# Hands low and wide?



## Sunny (Mar 26, 2010)

Subbing, as I'm interested in this as well.
_Posted via Mobile Device_


----------



## smrobs (Jul 30, 2008)

Yes, it is to encourage the horse to drop their head from bit pressure (as opposed to just breaking at the poll and tucking their nose).

At least that's what it's for in western riding. I would assume it's the same in english, but I can't say with 100% certainty.


----------



## Manni01 (Jun 15, 2011)

IMO People shouldn't do it.... The hand have an assigned position, and any moves away from this position are somehow wrong.....


----------



## maura (Nov 21, 2009)

Red, 

The hands should never break the staight line from bit to elbow downwards for more than a second or two as this puts a lot of pressure on the bars of the horse's mouth. So if you see someone riding with their hands wide and low continuously; they may think they're encouraging long and low, but what they're actually doing is pulling the horse's head down by force, never a good idea. 

An experienced, tactful rider might drop the hand down to get the horse's attention and focus back on work, but the key element is the the pressure must be released as soon as the horse responds or used intermittently. 

Far more common is just hands spread wide to invite the horse into contact. If a horse is reluctant or tentative and the contact isn't steady, widening the hands is a good technique. It's the riding equivelent of saying "Can you hear my now?" into the telephone. The idea, again, is not to ride in that position, semi-permanently, but to bring the hands back to normal position once the horse accepts the contact and only go back to wide hands if you feel you're losing the connection again.

:: Data rows ::
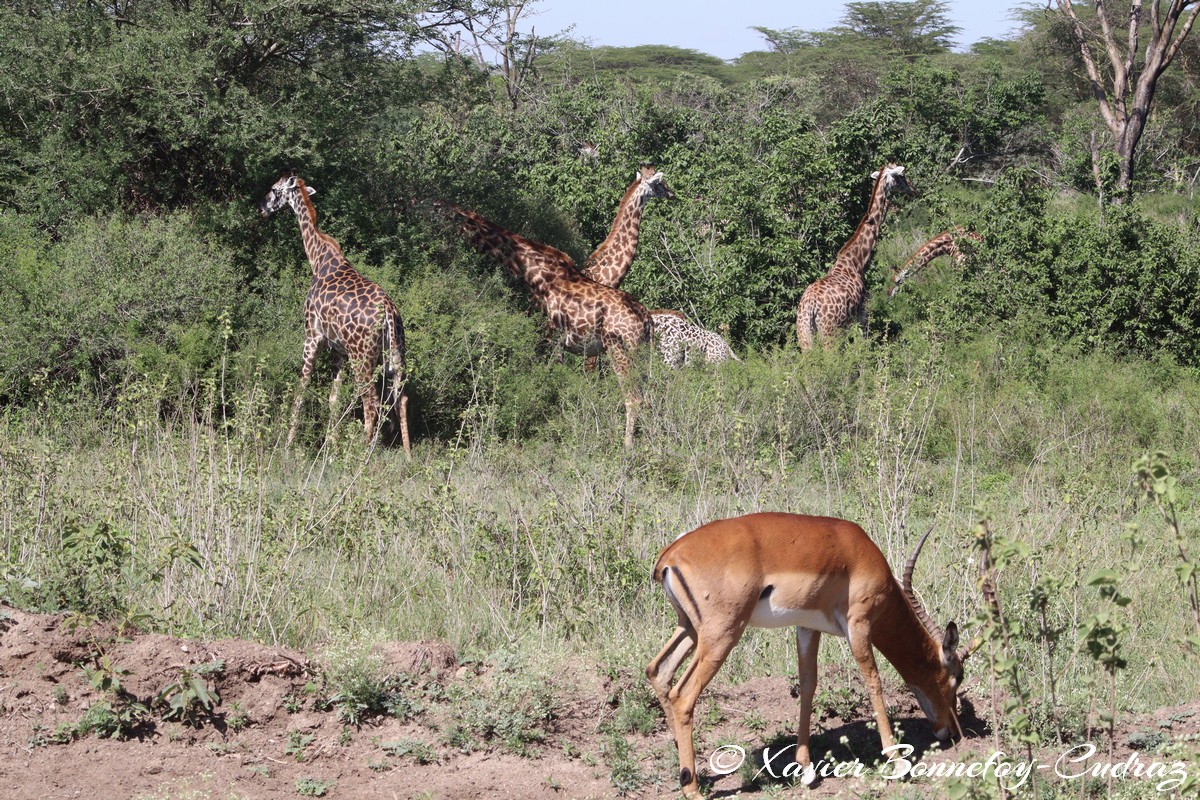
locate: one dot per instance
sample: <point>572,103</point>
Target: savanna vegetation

==

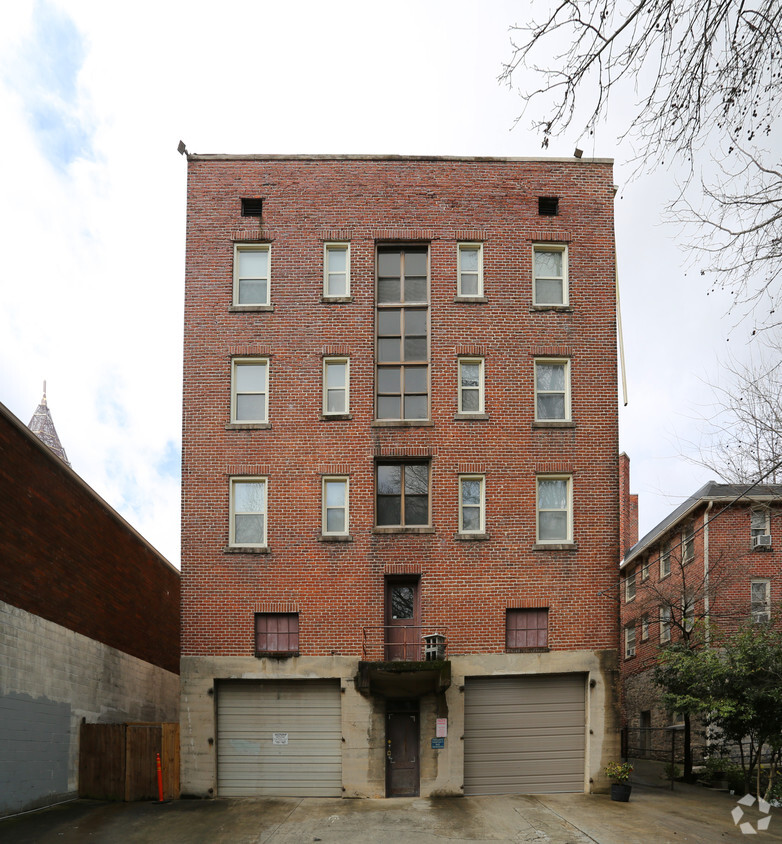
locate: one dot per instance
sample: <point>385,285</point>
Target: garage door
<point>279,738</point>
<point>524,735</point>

:: Tasks and exercises ::
1) In the forum thread about riding with the hands low and wide, translate this sentence into Spanish: "If a horse is reluctant or tentative and the contact isn't steady, widening the hands is a good technique."
2) Retype the forum thread on low, wide hands, everything from "IMO People shouldn't" down to "or used intermittently.".
3) Carry on the forum thread about riding with the hands low and wide, starting right after its final sentence.

:: Answers to the exercise ::
1) Si un caballo se muestra reacio o vacilante y el contacto no es constante, abrir las manos es una buena técnica.

2)
IMO People shouldn't do it.... The hand have an assigned position, and any moves away from this position are somehow wrong.....


----------



## maura (Nov 21, 2009)

Red, 

The hands should never break the staight line from bit to elbow downwards for more than a second or two as this puts a lot of pressure on the bars of the horse's mouth. So if you see someone riding with their hands wide and low continuously; they may think they're encouraging long and low, but what they're actually doing is pulling the horse's head down by force, never a good idea. 

An experienced, tactful rider might drop the hand down to get the horse's attention and focus back on work, but the key element is the the pressure must be released as soon as the horse responds or used intermittently.

3)
HTH


----------



## RedTree (Jan 20, 2010)

Thanks for that post maura, really informative.


----------



## Kayty (Sep 8, 2009)

As Maura said - riding with hands wide can be a good thing. Particularly on a green horse, you are giving a clearer, steadier contact as opposed to the 'uniform' position of hands together just above the wither. The hands should always come back to the wither when the horse will accept the contact.

Riding with hands low and wide to encourage long and low is simply focussing on the head and neck, and not the hind legs. Just like to multiple questions about collection that get asked on this forum, long and low is still all about the drive of the hind legs into a contact, not just having the horse drop it's head and neck down. Unless the hind legs are still travelling through and under the horse's centre of gravity, there is little to no benefit of the exercise as you are merely teaching the horse to travel on the forehand. Long and low in it's genuine form is intended to stretch and lift the topline. This will not occur if the hind legs are not working. 

So many people like to 'boast' that they warm their horses up in long and low to let them stretch. You then see video's of these warm ups, and they are doing nothing at all other getting the blood pumping, the back is stiff, the hind legs are a mile behind them and usually the nose is curled slightly under due to the use of reins to create a low 'head set'. 
When I warm my horses up, I prefer to ride in quite a long 'frame', with the horse slightly above the bit, and just focus on reactions to my driving aids, while ensuring that I can move the jaw and neck where ever I want it. 
Then I will refine it, until I am starting to get a connection over the back, the jaw and poll are soft, and I can start to move the shoulders and quarters around. Only once I have the horse's back, and can feel that I've got a connection with the hind legs, will I ask the horse to come lower and stretch towards the ground. The second I lose the back and the impulsion, I bring the horse straight back up, re establish the connection and activity, before asking for the stretch again. 

Long and low is more complex than what it is made out to be!


----------



## farmpony84 (Apr 21, 2008)

Manni01 said:


> IMO People shouldn't do it.... The hand have an assigned position, and any moves away from this position are somehow wrong.....


The way you wrote that cracked me up! I could just picture this mean school teacher in a grey dress with big glasses and her hair in a bun with a ruler in her hand!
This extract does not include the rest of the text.